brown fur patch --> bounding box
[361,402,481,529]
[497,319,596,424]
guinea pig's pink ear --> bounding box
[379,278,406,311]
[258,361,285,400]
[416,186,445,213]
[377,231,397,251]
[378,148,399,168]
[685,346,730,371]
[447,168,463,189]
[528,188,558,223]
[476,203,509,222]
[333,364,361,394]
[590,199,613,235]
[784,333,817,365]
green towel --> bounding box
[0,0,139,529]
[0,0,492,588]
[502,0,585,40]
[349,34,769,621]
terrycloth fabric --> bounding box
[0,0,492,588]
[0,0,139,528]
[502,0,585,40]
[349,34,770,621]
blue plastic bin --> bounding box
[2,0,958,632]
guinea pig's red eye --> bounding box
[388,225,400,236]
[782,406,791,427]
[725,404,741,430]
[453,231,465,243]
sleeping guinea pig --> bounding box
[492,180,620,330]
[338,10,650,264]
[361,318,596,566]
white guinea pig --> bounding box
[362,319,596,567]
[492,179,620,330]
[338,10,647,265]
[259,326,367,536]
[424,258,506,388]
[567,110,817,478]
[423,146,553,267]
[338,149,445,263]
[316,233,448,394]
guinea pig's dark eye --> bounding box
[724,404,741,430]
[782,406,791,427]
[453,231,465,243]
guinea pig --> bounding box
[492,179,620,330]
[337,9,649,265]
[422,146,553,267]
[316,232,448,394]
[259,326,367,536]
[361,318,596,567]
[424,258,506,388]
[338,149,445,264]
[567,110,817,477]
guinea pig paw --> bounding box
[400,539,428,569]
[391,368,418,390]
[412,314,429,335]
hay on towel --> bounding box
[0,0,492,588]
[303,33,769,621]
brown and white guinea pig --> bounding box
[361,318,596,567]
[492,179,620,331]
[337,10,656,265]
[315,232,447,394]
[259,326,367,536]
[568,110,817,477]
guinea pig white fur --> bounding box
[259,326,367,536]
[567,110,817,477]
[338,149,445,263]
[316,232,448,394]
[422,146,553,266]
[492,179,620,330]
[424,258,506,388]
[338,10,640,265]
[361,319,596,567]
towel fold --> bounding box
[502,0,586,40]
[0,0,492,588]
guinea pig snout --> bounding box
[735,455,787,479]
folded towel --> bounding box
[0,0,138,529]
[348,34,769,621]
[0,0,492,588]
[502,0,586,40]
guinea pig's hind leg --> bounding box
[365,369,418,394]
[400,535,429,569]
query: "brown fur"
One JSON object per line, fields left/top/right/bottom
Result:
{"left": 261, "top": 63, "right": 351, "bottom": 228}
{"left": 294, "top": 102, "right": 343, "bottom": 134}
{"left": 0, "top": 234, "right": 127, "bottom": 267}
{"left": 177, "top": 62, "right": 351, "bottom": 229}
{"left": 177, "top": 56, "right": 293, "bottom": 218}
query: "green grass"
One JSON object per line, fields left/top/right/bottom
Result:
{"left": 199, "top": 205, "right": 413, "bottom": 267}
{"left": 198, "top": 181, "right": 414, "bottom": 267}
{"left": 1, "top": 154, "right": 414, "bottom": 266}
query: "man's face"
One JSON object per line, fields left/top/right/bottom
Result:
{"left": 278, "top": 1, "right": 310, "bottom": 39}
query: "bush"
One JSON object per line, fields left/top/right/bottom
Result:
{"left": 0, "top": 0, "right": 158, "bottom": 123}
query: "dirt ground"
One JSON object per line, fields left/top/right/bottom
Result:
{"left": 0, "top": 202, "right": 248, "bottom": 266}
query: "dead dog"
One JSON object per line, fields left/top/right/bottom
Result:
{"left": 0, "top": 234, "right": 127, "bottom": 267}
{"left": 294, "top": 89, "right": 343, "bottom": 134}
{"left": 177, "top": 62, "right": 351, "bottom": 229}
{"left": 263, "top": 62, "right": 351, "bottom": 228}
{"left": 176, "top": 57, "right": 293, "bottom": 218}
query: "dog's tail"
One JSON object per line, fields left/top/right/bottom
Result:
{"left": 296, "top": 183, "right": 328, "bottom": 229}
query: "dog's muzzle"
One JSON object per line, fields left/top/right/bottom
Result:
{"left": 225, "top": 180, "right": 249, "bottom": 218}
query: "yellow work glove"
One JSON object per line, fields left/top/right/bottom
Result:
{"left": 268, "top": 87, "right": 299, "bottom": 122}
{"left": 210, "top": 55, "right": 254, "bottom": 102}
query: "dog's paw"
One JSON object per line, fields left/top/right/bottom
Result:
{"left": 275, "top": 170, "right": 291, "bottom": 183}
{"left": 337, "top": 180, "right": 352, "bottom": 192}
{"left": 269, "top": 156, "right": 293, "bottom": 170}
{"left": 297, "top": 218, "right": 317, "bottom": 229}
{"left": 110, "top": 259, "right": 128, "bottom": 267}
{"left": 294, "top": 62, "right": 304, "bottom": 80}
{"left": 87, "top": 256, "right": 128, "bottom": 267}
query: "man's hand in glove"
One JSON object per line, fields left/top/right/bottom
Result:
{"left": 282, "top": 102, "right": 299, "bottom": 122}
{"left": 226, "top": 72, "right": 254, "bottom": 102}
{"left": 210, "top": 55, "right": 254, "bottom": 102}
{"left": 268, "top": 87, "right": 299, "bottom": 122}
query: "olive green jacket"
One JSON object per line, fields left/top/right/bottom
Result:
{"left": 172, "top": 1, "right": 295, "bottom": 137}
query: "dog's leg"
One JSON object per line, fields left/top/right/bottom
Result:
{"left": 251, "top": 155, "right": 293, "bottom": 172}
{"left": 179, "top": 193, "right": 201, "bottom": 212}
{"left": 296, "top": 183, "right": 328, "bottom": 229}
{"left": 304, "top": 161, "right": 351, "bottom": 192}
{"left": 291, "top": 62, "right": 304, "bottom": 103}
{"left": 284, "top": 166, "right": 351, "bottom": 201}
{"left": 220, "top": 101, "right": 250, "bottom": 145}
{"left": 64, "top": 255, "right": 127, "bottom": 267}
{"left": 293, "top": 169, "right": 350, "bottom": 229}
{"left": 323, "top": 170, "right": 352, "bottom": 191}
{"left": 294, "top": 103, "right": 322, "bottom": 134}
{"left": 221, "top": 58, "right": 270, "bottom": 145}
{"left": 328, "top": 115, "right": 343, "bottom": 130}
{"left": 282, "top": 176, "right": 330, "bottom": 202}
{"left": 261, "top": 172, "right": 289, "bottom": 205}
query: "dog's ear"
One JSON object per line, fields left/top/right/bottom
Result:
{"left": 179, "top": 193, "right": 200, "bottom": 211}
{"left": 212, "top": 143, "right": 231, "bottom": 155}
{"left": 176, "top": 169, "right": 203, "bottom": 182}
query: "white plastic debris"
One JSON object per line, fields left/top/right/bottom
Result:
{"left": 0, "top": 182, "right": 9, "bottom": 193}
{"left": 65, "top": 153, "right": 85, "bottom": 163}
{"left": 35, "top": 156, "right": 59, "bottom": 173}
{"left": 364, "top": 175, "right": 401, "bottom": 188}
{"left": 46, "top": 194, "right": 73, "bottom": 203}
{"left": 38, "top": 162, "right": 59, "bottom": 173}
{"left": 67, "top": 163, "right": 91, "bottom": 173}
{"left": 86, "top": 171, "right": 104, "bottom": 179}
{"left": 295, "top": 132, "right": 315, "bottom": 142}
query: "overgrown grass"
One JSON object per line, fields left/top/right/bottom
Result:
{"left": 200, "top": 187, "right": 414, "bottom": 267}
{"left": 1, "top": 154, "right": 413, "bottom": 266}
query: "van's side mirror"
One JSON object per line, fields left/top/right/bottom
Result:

_____

Write every entry out again, exactly as it stands.

- The completed task:
brown fur patch --> bounding box
[361,402,481,529]
[497,319,596,424]
guinea pig's pink ear --> bounding box
[379,278,406,311]
[258,361,285,400]
[416,186,445,213]
[377,231,397,251]
[378,148,399,168]
[685,346,730,371]
[447,168,463,189]
[528,188,558,223]
[476,203,509,222]
[333,364,361,394]
[590,199,613,235]
[784,333,817,365]
green towel --> bounding box
[0,0,139,529]
[0,0,492,588]
[502,0,585,40]
[349,34,769,621]
terrycloth fabric --> bounding box
[0,0,492,588]
[0,0,139,528]
[502,0,585,40]
[349,34,770,621]
blue plastic bin --> bounding box
[2,0,958,632]
guinea pig's red eye --> bounding box
[388,225,400,236]
[782,406,791,427]
[725,404,741,430]
[453,231,465,243]
sleeping guinea pig --> bounding box
[492,180,620,330]
[338,10,650,264]
[361,318,596,566]
white guinea pig --> bounding box
[362,319,596,567]
[492,179,620,330]
[338,10,647,265]
[259,326,367,536]
[424,258,506,388]
[567,110,817,478]
[423,146,553,267]
[338,149,445,263]
[316,233,448,394]
guinea pig's dark eye --> bounding box
[724,404,741,430]
[782,406,791,427]
[453,231,465,243]
guinea pig --> bounding box
[492,179,620,330]
[337,9,649,265]
[422,146,553,267]
[316,232,448,394]
[259,326,367,536]
[361,318,596,567]
[424,258,506,388]
[338,149,445,264]
[567,110,817,477]
guinea pig paw --> bounding box
[400,539,428,569]
[391,368,418,390]
[412,314,429,335]
hay on towel --> bounding box
[0,0,492,588]
[303,33,769,621]
brown and white guinea pig --> bounding box
[361,318,596,567]
[492,179,620,331]
[337,10,656,265]
[315,232,447,394]
[259,326,367,536]
[568,110,817,477]
guinea pig white fur --> bounding box
[259,326,367,536]
[567,110,817,477]
[338,149,445,263]
[316,232,448,394]
[422,146,553,266]
[492,179,620,330]
[424,258,506,388]
[338,10,640,265]
[361,319,596,567]
towel fold --> bounding box
[502,0,586,40]
[0,0,492,588]
guinea pig snout --> bounding box
[735,455,787,479]
folded towel --> bounding box
[0,0,138,529]
[348,34,769,621]
[0,0,492,588]
[502,0,586,40]
guinea pig's hind leg --> bounding box
[365,369,418,394]
[400,535,429,569]
query: "brown fur"
One JSON object per line, fields left/top/right/bottom
Result:
{"left": 261, "top": 63, "right": 351, "bottom": 228}
{"left": 294, "top": 102, "right": 343, "bottom": 134}
{"left": 0, "top": 234, "right": 127, "bottom": 267}
{"left": 177, "top": 62, "right": 351, "bottom": 229}
{"left": 177, "top": 56, "right": 293, "bottom": 218}
query: "green grass"
One JSON object per line, fields left/top/right/bottom
Result:
{"left": 199, "top": 205, "right": 413, "bottom": 267}
{"left": 198, "top": 181, "right": 414, "bottom": 267}
{"left": 1, "top": 154, "right": 414, "bottom": 266}
query: "man's face"
One JSON object per line, fields left/top/right/bottom
Result:
{"left": 278, "top": 1, "right": 310, "bottom": 39}
query: "bush"
One JSON object per line, fields left/top/right/bottom
Result:
{"left": 0, "top": 0, "right": 158, "bottom": 123}
query: "dirt ground"
One JSON object per line, fields left/top/right/bottom
Result:
{"left": 0, "top": 202, "right": 248, "bottom": 266}
query: "dead dog"
One JSON object per line, fields left/top/right/bottom
Result:
{"left": 0, "top": 234, "right": 127, "bottom": 267}
{"left": 294, "top": 89, "right": 343, "bottom": 134}
{"left": 177, "top": 62, "right": 351, "bottom": 229}
{"left": 263, "top": 62, "right": 351, "bottom": 228}
{"left": 176, "top": 57, "right": 293, "bottom": 218}
query: "dog's tail"
One JSON object per line, fields left/top/right/bottom
Result:
{"left": 296, "top": 183, "right": 328, "bottom": 229}
query: "dog's muzzle"
One JSON object per line, fields left/top/right/bottom
Result:
{"left": 225, "top": 180, "right": 249, "bottom": 218}
query: "yellow work glove"
One JSON object per line, fields left/top/right/bottom
Result:
{"left": 268, "top": 87, "right": 299, "bottom": 122}
{"left": 210, "top": 55, "right": 254, "bottom": 102}
query: "dog's paw"
One JSON object per line, fields left/top/right/bottom
Result:
{"left": 275, "top": 170, "right": 291, "bottom": 183}
{"left": 337, "top": 180, "right": 352, "bottom": 192}
{"left": 269, "top": 156, "right": 293, "bottom": 170}
{"left": 297, "top": 218, "right": 317, "bottom": 229}
{"left": 110, "top": 259, "right": 128, "bottom": 267}
{"left": 294, "top": 62, "right": 304, "bottom": 80}
{"left": 87, "top": 256, "right": 128, "bottom": 267}
query: "man's hand in glove"
One JSON object per line, fields left/top/right/bottom
Result:
{"left": 282, "top": 102, "right": 299, "bottom": 122}
{"left": 226, "top": 72, "right": 254, "bottom": 102}
{"left": 210, "top": 55, "right": 254, "bottom": 102}
{"left": 268, "top": 87, "right": 299, "bottom": 122}
query: "olive green jacket"
One JSON object per line, fields left/top/right/bottom
Result:
{"left": 172, "top": 1, "right": 295, "bottom": 137}
query: "dog's leg"
One JSON object per line, fields left/top/right/bottom
Result:
{"left": 251, "top": 155, "right": 293, "bottom": 172}
{"left": 179, "top": 193, "right": 201, "bottom": 212}
{"left": 296, "top": 183, "right": 328, "bottom": 229}
{"left": 304, "top": 161, "right": 351, "bottom": 192}
{"left": 291, "top": 62, "right": 304, "bottom": 103}
{"left": 284, "top": 166, "right": 351, "bottom": 201}
{"left": 220, "top": 101, "right": 250, "bottom": 145}
{"left": 64, "top": 255, "right": 127, "bottom": 267}
{"left": 293, "top": 169, "right": 350, "bottom": 229}
{"left": 323, "top": 170, "right": 352, "bottom": 191}
{"left": 294, "top": 103, "right": 322, "bottom": 134}
{"left": 221, "top": 58, "right": 270, "bottom": 145}
{"left": 328, "top": 115, "right": 343, "bottom": 130}
{"left": 282, "top": 176, "right": 330, "bottom": 202}
{"left": 261, "top": 172, "right": 289, "bottom": 205}
query: "dog's ear"
One JSON object per line, fields left/top/right/bottom
Result:
{"left": 179, "top": 193, "right": 200, "bottom": 211}
{"left": 212, "top": 143, "right": 231, "bottom": 155}
{"left": 176, "top": 169, "right": 203, "bottom": 182}
query: "white plastic debris"
One JSON object per line, fields left/top/right/bottom
Result:
{"left": 0, "top": 182, "right": 9, "bottom": 193}
{"left": 65, "top": 153, "right": 85, "bottom": 163}
{"left": 35, "top": 156, "right": 59, "bottom": 173}
{"left": 364, "top": 175, "right": 401, "bottom": 188}
{"left": 46, "top": 194, "right": 73, "bottom": 203}
{"left": 38, "top": 162, "right": 59, "bottom": 173}
{"left": 67, "top": 163, "right": 91, "bottom": 173}
{"left": 86, "top": 171, "right": 104, "bottom": 179}
{"left": 295, "top": 132, "right": 315, "bottom": 142}
query: "overgrown grass"
One JSON object per line, fields left/top/right/bottom
Result:
{"left": 200, "top": 187, "right": 414, "bottom": 267}
{"left": 1, "top": 154, "right": 413, "bottom": 266}
query: "van's side mirror"
One JSON object per line, fields left/top/right/bottom
Result:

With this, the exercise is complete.